Porquê acusa Van Rompuy de não ter legitimidade democrática? Porquê considera Van Roumpy responsável daquilo que está a acontecer com o povo italiano?

Herman Van Rompuy, um velho amigo! Bem, há 18 meses enfrentamos-nos no Parlamento Europeu: eu dei uma versão alternativa do currículo dele, da sua formação. Mas naquilo em que, com convicção, eu estava certo foi dizer que ele não tinha legitimidade democrática. Siga-me: não foi avaliado por ninguém, e não há nenhum mecanismo para que eleitores ou País europeus poderem removê-lo. E a coisa mais importante acerca desta questão italiana foi ver este homem partir de Bruxelas e vir em Firenze para dizer ao povo italiano que este não é o momento para as eleições, mas é hora de agir. Que, em nome de Deus, deu-lhe o direito de dizer essas coisas ao povo italiano?

O que acha das declarações de Sarkozy e Merkel segundo os quais quem derrotar o Euro passará a ser responsável pelo começo duma nova época de conflitos militares entre os Países na Europa?

Eu conheci Angela Merkel um mês atrás e fiz uma pergunta. Perguntei-lhe porque a Grécia não pode recuperar a sua moeda, desvalorizar e ter o seu próprio governo democrático? A resposta de Merkel foi clara: se permitirmos que a Grécia for embora, outros Países seguirão. Então, o problema aqui é que o projecto europeu deve continuar ao preço de qualquer custo económico ou democrático. Deve ser mantido “junto”. Então, quando começar a desesperar, dizem que se o Euro falhar, pode haver uma guerra. Que guerra? Quem deveria invadir quem? Devemos acreditar que a Alemanha voltará a rearmar-se? E que vai invadir a França? Acho que não! Estas são as velhas técnicas de intimidação, e devemos lembrar que, na realidade, as guerras podem surgir quando as pessoas são forçadas artificialmente a ficarem juntas contra a própria vontade. Lembrem do que aconteceu nos Balcãs, aconteceu no século passado, temos visto ao longo dos últimos 20 anos as ramificações que chamamos Jugoslávia. Há muitas mais probabilidades de revolta, de discordância e até de guerra civil se vamos impor aos Europeus uma forma de governo que não escolheram e não querem.

Você é contra a União Europeia. Como acha que os Estados podem sobreviver numa era de mercados globais, deixados sozinhos a lidar com as potências emergentes, sem uma união forte?

LINHAS DE DADOS:
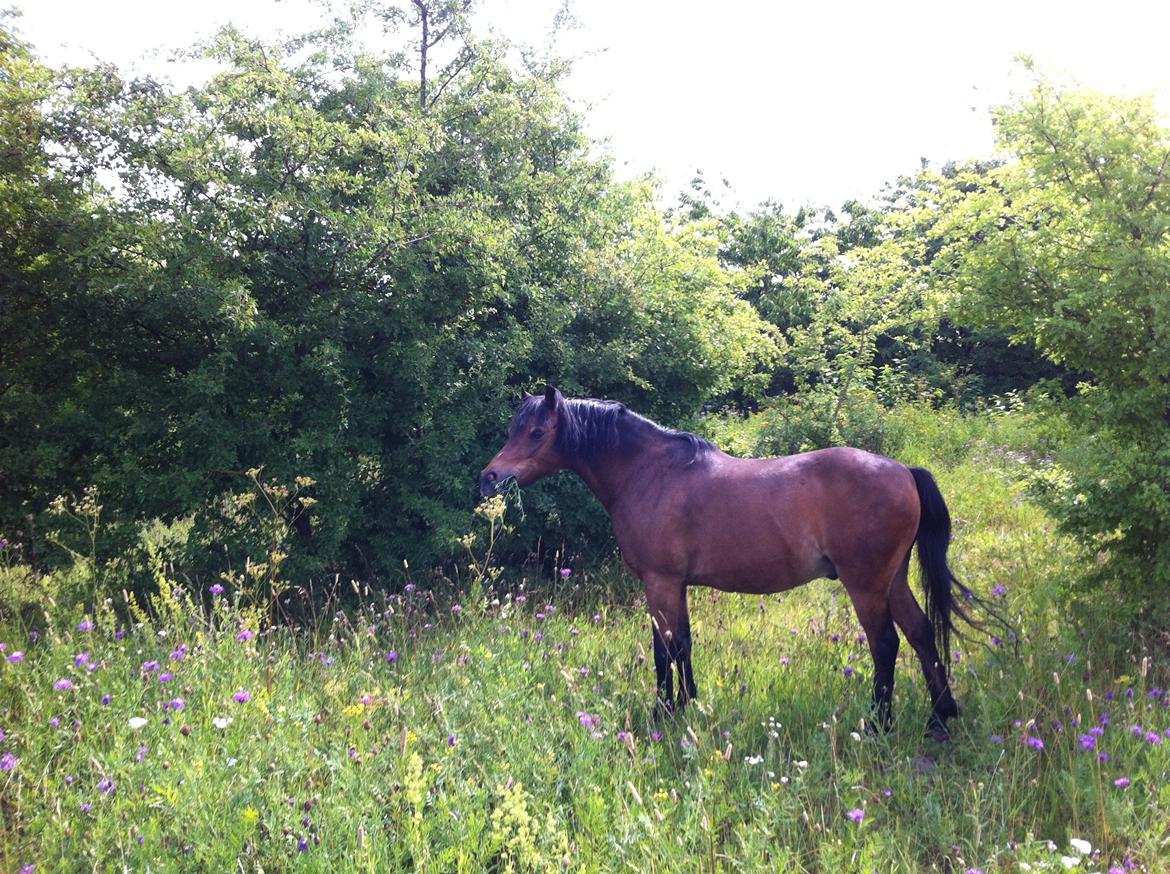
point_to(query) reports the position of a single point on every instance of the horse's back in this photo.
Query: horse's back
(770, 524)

==

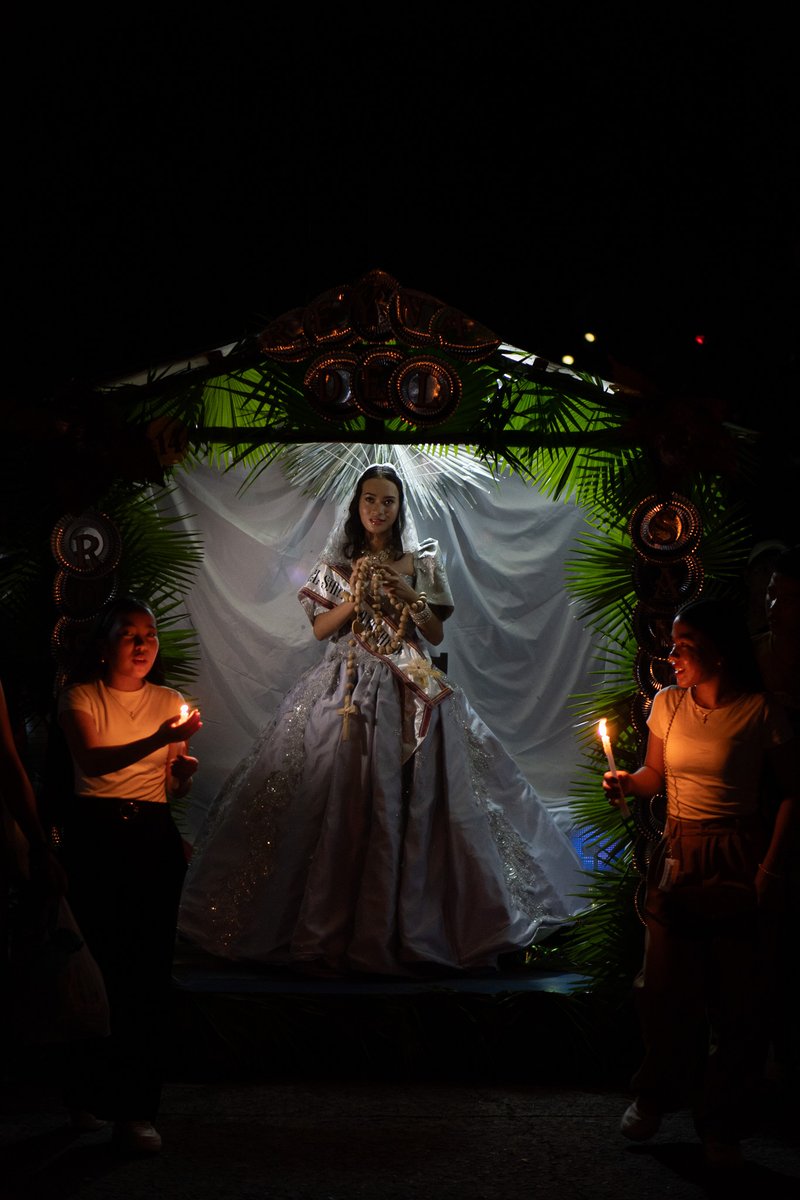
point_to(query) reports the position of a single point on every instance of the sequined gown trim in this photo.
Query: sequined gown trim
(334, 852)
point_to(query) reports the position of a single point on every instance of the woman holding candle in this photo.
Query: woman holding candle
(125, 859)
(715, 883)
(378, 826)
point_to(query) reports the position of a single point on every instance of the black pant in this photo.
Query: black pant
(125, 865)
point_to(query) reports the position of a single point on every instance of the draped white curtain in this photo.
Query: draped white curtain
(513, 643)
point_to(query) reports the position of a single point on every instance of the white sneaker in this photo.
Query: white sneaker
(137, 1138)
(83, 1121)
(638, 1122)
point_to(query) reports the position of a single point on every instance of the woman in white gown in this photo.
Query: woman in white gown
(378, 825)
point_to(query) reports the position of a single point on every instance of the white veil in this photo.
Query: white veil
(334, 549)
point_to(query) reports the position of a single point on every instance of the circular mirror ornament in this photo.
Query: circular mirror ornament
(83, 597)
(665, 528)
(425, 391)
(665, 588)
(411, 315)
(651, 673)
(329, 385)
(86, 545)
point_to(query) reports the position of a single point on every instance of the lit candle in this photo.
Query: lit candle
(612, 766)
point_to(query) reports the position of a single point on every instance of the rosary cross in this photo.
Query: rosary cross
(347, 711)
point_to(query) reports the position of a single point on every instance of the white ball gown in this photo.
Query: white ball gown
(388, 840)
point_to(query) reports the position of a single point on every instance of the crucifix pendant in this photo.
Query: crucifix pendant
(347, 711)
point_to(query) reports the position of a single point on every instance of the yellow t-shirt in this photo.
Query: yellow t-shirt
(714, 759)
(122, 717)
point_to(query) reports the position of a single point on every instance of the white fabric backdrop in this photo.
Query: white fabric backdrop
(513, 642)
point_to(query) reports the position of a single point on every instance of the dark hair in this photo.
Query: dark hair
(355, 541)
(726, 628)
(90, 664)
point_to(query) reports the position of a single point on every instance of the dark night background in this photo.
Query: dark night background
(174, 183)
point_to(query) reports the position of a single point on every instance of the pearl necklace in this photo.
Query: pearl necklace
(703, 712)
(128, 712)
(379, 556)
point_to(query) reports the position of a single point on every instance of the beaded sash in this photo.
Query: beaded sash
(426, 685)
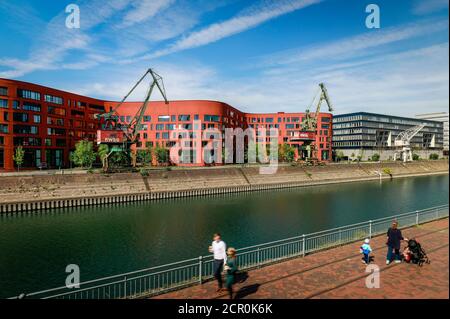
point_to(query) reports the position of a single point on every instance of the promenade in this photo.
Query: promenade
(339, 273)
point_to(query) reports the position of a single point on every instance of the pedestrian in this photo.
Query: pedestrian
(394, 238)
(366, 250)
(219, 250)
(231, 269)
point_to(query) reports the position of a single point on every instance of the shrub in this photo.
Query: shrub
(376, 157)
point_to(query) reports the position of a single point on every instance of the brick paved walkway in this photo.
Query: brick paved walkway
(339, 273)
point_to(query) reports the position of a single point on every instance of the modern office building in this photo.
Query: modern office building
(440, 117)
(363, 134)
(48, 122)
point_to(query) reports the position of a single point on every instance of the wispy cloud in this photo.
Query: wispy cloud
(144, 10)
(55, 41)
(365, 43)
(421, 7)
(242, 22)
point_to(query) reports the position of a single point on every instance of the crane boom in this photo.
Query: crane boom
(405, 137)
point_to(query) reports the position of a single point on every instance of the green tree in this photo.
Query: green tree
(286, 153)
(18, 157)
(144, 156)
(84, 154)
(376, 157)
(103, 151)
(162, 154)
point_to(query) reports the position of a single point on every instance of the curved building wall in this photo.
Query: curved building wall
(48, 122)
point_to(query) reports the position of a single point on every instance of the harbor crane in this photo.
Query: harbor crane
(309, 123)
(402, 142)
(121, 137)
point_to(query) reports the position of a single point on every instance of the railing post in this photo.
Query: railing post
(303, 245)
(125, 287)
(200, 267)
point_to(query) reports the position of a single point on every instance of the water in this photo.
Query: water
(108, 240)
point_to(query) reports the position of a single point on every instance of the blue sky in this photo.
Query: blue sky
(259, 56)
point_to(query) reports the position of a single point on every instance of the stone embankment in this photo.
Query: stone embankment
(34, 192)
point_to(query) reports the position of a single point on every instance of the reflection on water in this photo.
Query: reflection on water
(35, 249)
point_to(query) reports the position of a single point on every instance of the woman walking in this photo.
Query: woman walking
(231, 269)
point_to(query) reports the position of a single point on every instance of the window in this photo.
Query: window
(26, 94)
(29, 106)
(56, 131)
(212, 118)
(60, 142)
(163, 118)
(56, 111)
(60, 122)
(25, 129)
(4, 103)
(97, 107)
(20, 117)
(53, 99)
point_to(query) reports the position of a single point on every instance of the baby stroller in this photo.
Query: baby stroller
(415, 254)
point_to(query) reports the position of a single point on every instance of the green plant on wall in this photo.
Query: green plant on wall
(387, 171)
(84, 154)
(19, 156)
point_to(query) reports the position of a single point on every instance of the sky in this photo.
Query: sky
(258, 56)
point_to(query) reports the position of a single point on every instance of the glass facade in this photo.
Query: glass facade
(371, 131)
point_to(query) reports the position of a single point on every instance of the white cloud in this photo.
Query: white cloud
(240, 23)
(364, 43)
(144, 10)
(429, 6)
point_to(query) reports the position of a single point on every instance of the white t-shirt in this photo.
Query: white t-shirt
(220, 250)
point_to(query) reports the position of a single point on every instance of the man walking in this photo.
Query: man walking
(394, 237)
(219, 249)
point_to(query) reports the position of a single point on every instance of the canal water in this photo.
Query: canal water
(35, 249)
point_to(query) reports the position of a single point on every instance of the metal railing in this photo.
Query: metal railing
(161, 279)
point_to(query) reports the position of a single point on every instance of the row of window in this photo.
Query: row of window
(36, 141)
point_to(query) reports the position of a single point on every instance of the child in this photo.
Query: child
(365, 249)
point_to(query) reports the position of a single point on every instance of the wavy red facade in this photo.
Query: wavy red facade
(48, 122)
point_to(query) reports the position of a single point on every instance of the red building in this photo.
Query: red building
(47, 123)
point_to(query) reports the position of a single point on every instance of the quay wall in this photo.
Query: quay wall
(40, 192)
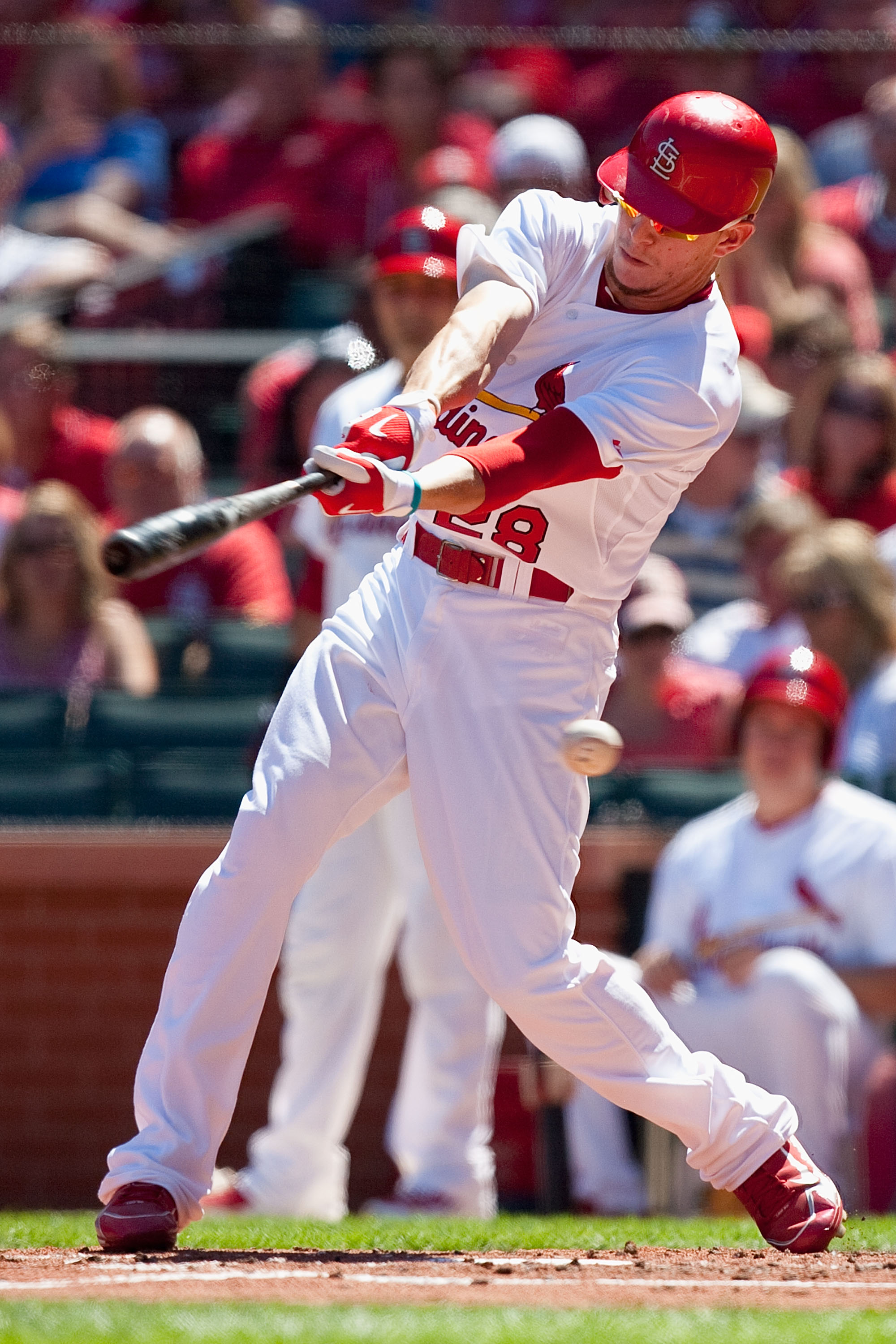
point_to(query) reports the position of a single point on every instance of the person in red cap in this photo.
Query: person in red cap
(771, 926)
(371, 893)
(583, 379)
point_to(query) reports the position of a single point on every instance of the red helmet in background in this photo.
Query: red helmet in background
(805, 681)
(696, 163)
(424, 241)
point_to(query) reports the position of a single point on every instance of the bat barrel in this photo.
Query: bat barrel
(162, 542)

--

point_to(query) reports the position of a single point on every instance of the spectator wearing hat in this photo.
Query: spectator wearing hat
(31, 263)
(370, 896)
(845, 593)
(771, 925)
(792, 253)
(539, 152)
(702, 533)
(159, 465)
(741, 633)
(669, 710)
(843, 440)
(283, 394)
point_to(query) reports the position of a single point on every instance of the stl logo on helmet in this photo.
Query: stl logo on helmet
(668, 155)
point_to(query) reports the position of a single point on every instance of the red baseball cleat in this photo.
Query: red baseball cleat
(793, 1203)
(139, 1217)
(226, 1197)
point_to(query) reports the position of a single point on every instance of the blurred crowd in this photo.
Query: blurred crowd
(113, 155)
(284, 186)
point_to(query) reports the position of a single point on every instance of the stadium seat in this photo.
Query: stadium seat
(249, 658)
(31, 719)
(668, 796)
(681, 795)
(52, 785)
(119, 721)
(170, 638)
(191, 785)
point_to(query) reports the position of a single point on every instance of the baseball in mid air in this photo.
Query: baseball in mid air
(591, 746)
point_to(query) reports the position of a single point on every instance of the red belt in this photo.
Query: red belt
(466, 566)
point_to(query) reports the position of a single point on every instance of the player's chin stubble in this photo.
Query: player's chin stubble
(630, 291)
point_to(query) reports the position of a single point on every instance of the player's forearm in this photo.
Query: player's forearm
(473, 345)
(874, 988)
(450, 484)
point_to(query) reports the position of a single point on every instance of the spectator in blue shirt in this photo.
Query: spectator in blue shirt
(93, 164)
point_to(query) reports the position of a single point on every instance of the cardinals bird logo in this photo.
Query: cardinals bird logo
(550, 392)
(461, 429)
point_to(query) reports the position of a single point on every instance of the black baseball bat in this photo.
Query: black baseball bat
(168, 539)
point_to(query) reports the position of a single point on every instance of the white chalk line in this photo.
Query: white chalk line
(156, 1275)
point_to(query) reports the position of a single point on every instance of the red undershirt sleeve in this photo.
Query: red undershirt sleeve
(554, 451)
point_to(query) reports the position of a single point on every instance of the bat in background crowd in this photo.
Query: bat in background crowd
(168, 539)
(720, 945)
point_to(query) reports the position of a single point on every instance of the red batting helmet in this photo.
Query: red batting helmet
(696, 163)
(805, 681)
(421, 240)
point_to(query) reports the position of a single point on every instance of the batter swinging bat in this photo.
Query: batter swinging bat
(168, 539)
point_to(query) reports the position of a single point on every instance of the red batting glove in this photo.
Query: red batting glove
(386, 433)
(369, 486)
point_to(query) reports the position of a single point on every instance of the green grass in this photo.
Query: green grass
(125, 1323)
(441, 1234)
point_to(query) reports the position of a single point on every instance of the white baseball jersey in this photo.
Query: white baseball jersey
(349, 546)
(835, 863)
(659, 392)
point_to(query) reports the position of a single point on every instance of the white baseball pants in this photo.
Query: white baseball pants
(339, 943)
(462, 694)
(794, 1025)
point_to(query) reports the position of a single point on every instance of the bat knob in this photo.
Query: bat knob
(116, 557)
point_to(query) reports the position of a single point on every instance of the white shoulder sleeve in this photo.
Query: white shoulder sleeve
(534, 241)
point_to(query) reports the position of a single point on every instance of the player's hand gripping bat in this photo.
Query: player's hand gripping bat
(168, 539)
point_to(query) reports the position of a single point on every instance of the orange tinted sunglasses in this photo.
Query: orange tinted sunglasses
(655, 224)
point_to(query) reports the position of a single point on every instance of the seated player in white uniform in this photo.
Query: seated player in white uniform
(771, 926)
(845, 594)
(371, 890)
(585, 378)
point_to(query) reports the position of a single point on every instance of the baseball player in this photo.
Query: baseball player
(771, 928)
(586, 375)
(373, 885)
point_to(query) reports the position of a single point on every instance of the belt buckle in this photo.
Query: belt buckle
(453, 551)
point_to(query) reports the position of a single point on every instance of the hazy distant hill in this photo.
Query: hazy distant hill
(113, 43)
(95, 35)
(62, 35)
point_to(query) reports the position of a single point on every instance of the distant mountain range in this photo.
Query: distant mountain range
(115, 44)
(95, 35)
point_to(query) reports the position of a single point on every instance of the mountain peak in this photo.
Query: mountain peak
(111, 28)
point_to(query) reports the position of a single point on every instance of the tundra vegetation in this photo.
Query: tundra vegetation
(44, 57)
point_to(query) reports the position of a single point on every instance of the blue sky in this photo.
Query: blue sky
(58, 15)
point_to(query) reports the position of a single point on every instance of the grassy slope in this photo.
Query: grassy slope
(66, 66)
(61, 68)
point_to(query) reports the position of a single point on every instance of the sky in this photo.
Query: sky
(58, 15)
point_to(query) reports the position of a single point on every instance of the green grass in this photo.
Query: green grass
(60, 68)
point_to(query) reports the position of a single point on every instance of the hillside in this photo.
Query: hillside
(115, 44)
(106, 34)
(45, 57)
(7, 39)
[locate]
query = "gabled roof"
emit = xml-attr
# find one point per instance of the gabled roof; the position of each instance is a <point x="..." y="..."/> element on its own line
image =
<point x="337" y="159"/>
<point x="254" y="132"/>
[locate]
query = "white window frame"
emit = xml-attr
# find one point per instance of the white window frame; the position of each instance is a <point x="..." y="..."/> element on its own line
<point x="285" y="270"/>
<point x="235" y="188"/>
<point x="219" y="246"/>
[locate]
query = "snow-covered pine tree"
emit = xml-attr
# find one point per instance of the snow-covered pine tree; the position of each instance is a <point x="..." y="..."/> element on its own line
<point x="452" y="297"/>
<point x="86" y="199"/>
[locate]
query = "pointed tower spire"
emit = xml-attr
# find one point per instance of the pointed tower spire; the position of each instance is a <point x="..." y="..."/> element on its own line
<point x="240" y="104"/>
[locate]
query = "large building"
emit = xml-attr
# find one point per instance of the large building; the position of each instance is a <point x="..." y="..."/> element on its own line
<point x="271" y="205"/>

TAREFA A FAZER:
Na entrevista sobre a União Europeia, que resposta deu Angela Merkel quando lhe perguntaram porque a Grécia não pode recuperar a sua moeda?

RESPOSTA:
Disse que, se deixassem a Grécia ir embora, outros países seguiriam.